Using the information |
1. What chemicals does the body release during exercise, according to the blog post on diet and exercise?
2. The blog post on diet and exercise describes how you come away feeling after a hard gym session. List every feeling it gives.

Selected passage |
Tuesday, 1 March 2016

Food is the most widely abused anti-anxiety drug and exercise is the most under-utilised antidepressant

My post today is probably a bit more contentious than my regular posts but it’s a topic that’s close to my heart for a number of reasons.
How often do we read stories about people piling on the pounds because they have low self-esteem and they turn to the wrong food for comfort? Or people getting stuck in a vicious circle of hating the way they look and feeling down about it so once again turning to the snack cupboard in a bid to cheer themselves up? On a different subject how many of us know people that have suffered from depression and been prescribed anti-depressants? And on the contrary how many of you feel better after a rubbish day when you force yourselves to go to the gym for an hour even if you don’t want to?
My point to writing this post today is to highlight just how important diet and exercise can be to your overall life. I think people have become more aware of this over recent years but I still think it’s massively underestimated. Now I’m no expert in health and fitness and don’t pretend to be; it’s not an area I’m qualified in; ask me about leadership, management, risk & investigations and I can give you theories for days as that’s my expertise. However I have spent a lot of time doing research over the years since my love for health and fitness began and so this post is based purely on my own opinions of what I’ve learnt. Which goes to show you don’t have to be an expert in the field to be knowledgeable enough to make informed decisions about your health.
‘”I really regret that workout”…said no one ever’
When you exercise your body releases chemicals called endorphins. When these endorphins interact with receptors in your brain they reduce the feeling of pain and also trigger a positive effect in the body which can in turn improve people’s self-esteem and boost people’s mood. This is why often we feel great after a good workout. Who doesn’t love the feeling when you’ve been to the gym; know you’ve worked hard, come away feeling more awake, fresh and absolutely loving life? That’s your endorphins kicking in (WebMD)

Point location data |
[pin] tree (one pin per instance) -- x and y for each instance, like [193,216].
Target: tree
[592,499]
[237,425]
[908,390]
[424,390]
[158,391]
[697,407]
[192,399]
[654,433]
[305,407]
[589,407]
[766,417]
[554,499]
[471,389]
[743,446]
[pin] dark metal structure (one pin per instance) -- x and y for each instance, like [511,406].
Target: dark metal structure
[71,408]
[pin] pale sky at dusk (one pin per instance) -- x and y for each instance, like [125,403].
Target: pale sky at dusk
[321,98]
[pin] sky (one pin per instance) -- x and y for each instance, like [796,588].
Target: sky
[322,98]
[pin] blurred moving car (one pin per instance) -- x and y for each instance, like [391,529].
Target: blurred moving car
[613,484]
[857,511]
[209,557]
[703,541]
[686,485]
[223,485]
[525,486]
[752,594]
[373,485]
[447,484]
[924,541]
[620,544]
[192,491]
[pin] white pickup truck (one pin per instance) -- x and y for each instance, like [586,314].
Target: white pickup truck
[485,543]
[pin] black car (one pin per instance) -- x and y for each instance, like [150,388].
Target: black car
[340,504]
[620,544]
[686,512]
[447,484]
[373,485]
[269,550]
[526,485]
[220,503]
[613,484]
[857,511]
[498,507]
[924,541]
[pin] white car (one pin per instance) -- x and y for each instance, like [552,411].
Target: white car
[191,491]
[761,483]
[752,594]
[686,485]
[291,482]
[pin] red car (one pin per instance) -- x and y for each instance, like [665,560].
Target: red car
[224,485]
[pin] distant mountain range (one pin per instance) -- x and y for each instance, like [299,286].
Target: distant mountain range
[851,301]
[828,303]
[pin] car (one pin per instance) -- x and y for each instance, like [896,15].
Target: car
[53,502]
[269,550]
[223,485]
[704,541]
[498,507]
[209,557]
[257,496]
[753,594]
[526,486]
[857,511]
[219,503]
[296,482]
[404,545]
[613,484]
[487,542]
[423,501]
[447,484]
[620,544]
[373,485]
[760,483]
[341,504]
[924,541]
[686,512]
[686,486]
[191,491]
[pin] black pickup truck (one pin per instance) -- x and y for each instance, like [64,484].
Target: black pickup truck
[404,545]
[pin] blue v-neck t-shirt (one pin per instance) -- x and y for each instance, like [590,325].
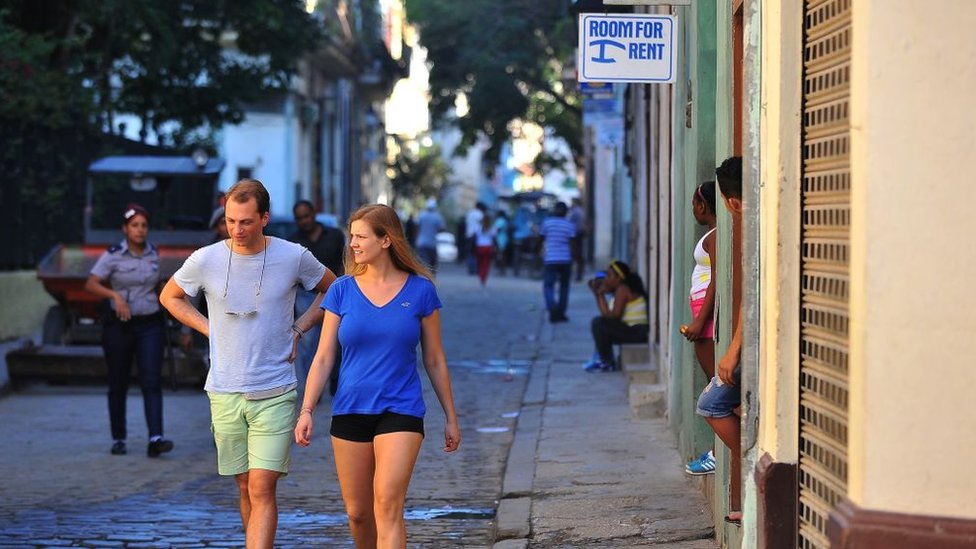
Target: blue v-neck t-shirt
[379,347]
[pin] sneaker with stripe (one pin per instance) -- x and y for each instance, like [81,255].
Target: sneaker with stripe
[703,465]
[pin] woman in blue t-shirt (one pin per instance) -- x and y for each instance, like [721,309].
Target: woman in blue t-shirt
[379,311]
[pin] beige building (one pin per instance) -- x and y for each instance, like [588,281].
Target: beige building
[857,125]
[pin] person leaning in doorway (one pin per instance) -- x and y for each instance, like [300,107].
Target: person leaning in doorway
[127,276]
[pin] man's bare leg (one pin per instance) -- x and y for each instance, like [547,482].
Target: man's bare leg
[245,502]
[263,520]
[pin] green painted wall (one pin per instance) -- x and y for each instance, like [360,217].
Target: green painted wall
[694,158]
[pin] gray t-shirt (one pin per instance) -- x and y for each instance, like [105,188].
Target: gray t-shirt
[250,314]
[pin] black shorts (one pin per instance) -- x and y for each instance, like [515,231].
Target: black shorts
[364,427]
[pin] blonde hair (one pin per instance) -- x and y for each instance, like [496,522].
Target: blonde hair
[384,221]
[249,188]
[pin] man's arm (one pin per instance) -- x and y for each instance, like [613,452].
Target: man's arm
[313,315]
[175,300]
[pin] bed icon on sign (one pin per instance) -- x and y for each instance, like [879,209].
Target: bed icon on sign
[603,43]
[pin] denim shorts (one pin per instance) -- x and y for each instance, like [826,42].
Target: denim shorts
[719,399]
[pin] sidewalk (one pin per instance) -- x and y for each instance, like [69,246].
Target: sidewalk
[582,472]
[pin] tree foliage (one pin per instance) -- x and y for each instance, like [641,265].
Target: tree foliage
[507,57]
[177,66]
[417,174]
[69,68]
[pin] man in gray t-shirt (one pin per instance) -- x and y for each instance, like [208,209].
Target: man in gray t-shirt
[249,282]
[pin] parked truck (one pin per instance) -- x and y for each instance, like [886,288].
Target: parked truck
[180,194]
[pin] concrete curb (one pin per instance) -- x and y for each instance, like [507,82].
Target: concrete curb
[514,515]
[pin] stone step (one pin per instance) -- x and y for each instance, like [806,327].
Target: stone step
[648,400]
[634,353]
[641,372]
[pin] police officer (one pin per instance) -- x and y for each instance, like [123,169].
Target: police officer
[127,276]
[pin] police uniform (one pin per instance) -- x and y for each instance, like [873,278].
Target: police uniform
[135,278]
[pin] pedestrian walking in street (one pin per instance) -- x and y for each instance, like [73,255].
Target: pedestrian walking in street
[623,322]
[126,275]
[328,245]
[484,247]
[249,282]
[702,300]
[503,241]
[472,220]
[720,398]
[558,235]
[577,216]
[429,223]
[379,312]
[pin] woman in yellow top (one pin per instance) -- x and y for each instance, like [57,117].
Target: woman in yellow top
[625,321]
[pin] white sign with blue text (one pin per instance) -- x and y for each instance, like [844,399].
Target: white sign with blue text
[627,48]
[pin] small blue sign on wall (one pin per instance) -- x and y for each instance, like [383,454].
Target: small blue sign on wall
[627,48]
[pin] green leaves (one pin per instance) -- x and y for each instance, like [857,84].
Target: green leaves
[507,57]
[176,65]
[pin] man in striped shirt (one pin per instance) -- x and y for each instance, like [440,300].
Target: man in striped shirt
[558,234]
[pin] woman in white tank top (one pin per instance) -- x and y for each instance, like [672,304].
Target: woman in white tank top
[702,294]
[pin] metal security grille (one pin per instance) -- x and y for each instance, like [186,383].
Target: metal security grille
[825,248]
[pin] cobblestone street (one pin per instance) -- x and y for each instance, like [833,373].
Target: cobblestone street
[61,487]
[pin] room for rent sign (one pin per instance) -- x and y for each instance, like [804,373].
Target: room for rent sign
[626,48]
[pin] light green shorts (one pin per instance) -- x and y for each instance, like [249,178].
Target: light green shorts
[252,434]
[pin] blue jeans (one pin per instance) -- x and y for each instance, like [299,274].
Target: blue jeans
[141,338]
[719,399]
[309,344]
[551,273]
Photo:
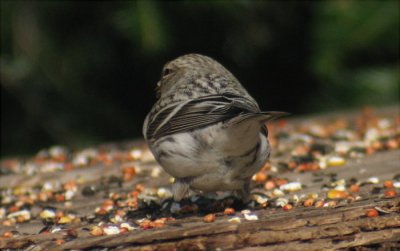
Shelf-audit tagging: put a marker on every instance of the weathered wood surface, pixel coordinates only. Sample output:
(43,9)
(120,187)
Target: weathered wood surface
(343,226)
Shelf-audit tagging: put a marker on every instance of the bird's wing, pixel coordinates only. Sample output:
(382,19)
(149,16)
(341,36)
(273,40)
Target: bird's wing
(200,112)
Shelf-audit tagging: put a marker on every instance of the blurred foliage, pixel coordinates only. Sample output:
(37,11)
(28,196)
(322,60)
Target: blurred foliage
(79,73)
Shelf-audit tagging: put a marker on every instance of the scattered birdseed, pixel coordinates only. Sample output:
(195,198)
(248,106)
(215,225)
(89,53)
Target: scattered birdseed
(209,218)
(235,220)
(291,187)
(250,217)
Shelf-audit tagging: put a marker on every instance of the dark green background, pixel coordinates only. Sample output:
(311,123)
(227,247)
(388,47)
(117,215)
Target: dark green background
(79,73)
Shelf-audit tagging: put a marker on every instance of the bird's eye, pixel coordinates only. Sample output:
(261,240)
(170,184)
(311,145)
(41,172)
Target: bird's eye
(166,72)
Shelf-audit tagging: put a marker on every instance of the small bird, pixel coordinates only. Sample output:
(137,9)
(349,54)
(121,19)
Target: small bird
(205,130)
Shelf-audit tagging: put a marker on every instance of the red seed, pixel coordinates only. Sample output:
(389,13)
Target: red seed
(308,202)
(390,193)
(354,188)
(229,211)
(388,183)
(372,213)
(287,207)
(209,218)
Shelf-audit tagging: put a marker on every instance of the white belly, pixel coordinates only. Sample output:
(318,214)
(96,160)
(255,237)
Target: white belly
(214,158)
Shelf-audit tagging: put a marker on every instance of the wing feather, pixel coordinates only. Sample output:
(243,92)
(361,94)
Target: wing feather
(202,112)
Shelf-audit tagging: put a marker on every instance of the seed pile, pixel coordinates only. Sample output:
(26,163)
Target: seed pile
(115,189)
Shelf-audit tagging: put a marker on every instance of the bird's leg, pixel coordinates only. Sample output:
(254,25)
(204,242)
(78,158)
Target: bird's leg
(180,188)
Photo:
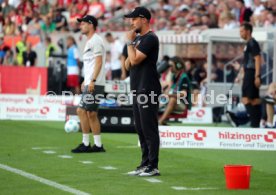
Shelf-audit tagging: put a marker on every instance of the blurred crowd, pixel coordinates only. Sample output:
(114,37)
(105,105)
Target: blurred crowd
(49,16)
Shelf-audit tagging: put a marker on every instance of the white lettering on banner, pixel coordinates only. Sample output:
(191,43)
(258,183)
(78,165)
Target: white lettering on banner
(26,107)
(217,138)
(199,115)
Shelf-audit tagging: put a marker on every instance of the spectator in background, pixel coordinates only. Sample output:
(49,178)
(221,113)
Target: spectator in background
(74,15)
(244,13)
(60,21)
(212,14)
(116,49)
(226,21)
(48,26)
(33,27)
(44,8)
(28,11)
(258,7)
(64,4)
(107,66)
(3,48)
(206,22)
(82,7)
(9,58)
(96,9)
(29,56)
(20,48)
(270,20)
(6,8)
(269,102)
(72,65)
(9,27)
(218,75)
(50,49)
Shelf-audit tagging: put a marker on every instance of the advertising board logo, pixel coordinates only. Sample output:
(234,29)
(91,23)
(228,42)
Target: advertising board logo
(115,87)
(44,110)
(200,113)
(200,135)
(114,120)
(126,120)
(270,136)
(29,100)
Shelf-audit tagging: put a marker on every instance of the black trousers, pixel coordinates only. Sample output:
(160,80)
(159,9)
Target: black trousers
(146,123)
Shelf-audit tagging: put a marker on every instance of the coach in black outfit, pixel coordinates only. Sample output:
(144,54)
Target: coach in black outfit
(143,48)
(252,77)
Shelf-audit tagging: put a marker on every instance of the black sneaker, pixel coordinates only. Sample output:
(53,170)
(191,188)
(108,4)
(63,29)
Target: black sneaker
(150,171)
(95,148)
(269,99)
(137,171)
(231,118)
(82,149)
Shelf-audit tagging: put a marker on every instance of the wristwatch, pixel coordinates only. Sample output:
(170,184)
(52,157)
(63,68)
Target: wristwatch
(130,43)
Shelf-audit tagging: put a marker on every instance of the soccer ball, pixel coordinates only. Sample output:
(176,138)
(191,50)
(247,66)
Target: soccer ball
(71,126)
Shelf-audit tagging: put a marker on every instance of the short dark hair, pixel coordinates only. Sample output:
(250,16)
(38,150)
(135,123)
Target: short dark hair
(108,34)
(247,26)
(242,1)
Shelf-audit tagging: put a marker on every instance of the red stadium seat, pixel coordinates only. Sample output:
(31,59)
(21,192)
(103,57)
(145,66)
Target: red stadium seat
(184,114)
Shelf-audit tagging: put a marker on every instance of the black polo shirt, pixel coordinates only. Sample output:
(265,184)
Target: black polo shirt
(144,77)
(251,50)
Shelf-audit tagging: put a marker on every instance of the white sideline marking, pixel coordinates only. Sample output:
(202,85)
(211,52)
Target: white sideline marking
(86,162)
(65,156)
(49,152)
(153,180)
(127,146)
(42,148)
(43,180)
(192,189)
(109,168)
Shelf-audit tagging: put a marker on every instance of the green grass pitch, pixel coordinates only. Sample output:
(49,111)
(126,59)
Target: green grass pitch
(190,168)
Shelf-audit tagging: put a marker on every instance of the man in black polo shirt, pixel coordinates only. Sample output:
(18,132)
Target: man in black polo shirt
(252,78)
(142,58)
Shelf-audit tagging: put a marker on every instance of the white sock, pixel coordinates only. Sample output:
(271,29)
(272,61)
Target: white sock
(85,139)
(97,140)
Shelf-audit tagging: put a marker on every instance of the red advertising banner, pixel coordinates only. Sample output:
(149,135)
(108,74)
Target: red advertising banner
(23,80)
(217,138)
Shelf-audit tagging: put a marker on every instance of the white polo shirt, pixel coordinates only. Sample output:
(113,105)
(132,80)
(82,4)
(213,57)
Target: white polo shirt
(94,47)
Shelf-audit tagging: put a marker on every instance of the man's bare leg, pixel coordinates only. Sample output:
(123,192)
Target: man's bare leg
(95,127)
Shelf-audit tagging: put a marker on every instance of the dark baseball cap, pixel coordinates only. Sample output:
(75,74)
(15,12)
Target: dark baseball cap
(89,19)
(141,12)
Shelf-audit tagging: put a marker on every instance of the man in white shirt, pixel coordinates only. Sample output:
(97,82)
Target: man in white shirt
(92,87)
(116,48)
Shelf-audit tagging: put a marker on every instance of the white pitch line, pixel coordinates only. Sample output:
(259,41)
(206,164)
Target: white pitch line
(86,162)
(153,180)
(43,180)
(109,168)
(49,152)
(179,188)
(65,156)
(127,146)
(43,148)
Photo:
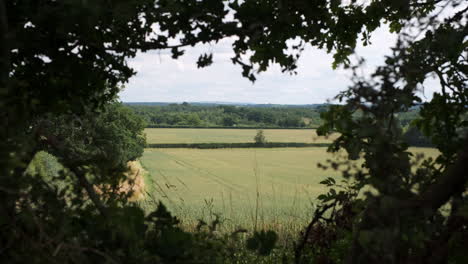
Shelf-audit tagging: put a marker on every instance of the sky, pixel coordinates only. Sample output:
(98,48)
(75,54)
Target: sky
(160,78)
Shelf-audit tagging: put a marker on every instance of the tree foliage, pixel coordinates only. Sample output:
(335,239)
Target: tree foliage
(66,57)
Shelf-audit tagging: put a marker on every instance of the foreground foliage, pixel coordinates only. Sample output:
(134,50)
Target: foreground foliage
(69,57)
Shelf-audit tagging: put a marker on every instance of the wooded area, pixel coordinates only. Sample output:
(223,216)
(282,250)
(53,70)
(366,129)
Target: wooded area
(62,64)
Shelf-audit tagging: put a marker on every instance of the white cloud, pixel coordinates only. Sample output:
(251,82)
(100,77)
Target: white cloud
(162,79)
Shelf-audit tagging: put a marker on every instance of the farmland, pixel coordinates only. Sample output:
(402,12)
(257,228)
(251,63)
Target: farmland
(249,187)
(189,135)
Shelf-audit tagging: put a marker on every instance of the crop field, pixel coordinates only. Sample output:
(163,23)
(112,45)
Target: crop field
(189,135)
(254,187)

Solution list |
1. Endorphins.

2. More awake, fresh, and absolutely loving life.